Vague aches

November 27

It feels like nine but it’s just past five. Winter is here, I felt it in the sharp tingling on my skin as I walked from the Metro station to my house, a thousand and five pins of ice smattering across my face. The windows are foggy and the heat is humming constantly, trying to churn up some life in the house. It seems empty, we need rugs and couches.

Ah, couches. I spent the most indulgent weekend and the couch at my brother’s was just amazing. I mean, I’ve always defended our free-Walmart futon but it is definitely not one of those castles of comfort in which you can sink and just remain static for hours – even though my roommate would beg to differ.

Goodbyes can be like thorns, stuck under your nails, constantly painful or like small holes within your chest, as if something is missing and the feeling of something amiss sits on your brow, balancing itself on your eyelashes, you feel it every time you blink, you’re not sure what it is, it’s like something dancing at the edge of your vision. You might look up and see it’s not there but as soon as you try and finish an assignment, it’s there again.

There’s a vague feeling of pain in my heart – I miss my mom, the baby, comfort of home, of being with people who make breakfast for you, pay for your faux leather boots, drive you where you want to go, wake you up for Fajr, cuddle and kiss, are tied to you with years, blood, DNA.

I guess I’ll get into the routine soon enough and I guess I should focus on the fact that I had an amazing weekend, interspersed with food, family, baby and lots of TV.

I mean, seriously, what can beat lying on a large, soft beige couch with a blanket over my knees and a cup of tea on a table within reach? I’ll tell you: lying on a large, soft beige couch with a blanket over my knees and a cup of tea on a table and a baby with blue eyes and soft cheeks lying on my chest, with his heart against mine.

ENTRIES SUPPLIED —
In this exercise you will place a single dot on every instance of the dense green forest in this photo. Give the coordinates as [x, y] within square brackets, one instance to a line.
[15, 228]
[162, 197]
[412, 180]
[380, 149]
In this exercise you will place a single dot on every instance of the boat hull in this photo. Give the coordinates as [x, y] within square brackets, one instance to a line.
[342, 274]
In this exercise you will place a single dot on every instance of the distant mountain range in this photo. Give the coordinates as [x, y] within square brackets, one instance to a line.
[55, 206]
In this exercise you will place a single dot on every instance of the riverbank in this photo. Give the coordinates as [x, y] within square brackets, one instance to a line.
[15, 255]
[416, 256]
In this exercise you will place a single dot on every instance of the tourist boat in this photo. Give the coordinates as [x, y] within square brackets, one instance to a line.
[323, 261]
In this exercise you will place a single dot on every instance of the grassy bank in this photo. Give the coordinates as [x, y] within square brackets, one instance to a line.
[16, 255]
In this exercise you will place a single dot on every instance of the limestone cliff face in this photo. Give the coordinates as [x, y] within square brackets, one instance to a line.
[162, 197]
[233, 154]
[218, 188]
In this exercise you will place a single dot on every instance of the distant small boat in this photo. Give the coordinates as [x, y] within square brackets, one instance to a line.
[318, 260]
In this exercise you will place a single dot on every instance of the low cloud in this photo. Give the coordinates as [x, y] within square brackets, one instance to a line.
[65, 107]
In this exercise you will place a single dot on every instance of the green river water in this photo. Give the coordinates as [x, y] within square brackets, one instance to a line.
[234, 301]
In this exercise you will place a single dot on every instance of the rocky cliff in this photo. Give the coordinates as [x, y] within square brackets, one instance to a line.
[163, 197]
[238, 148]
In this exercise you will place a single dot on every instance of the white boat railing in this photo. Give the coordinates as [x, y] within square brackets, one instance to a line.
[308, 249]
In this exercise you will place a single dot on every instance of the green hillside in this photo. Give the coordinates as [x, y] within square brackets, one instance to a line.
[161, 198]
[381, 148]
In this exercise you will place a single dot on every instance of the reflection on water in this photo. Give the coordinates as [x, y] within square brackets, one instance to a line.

WORK TASK 1 — List every item that the diary entry about a cold November evening says the weekend was interspersed with.
WORK TASK 2 — From the diary entry about a cold November evening, return the passage that begins at the words "I guess I’ll" and stops after "heart against mine.", copied without any changes.
WORK TASK 3 — Take the diary entry about a cold November evening and missing home further, starting after its last sentence.

RESPONSE 1 —
food
family
baby
lots of TV

RESPONSE 2 —
I guess I’ll get into the routine soon enough and I guess I should focus on the fact that I had an amazing weekend, interspersed with food, family, baby and lots of TV.

I mean, seriously, what can beat lying on a large, soft beige couch with a blanket over my knees and a cup of tea on a table within reach? I’ll tell you: lying on a large, soft beige couch with a blanket over my knees and a cup of tea on a table and a baby with blue eyes and soft cheeks lying on my chest, with his heart against mine.

RESPONSE 3 —
Potato casserole, pumpkin pie, biryani, chicken roast, chai, rusk, and an endless litany of delicious food; baby Ryan’s cooing, obsession with fans, his tiny little hands and nose and blue eyes that stared at you and then back at his friend the ceiling fan, the noises he would make when gulping his bottle of milk, the furrowed brows of a tiny grump in a Thanksgiving outfit. Sigh. Not having to use my wallet the entire weekend, being fed and the one game of scrabble I won! Spending the evenings on the sofa, warm and cozy, marathons of F.R.I.E.N.D.S., Big Bang Theory, and other comforting, funny sitcoms.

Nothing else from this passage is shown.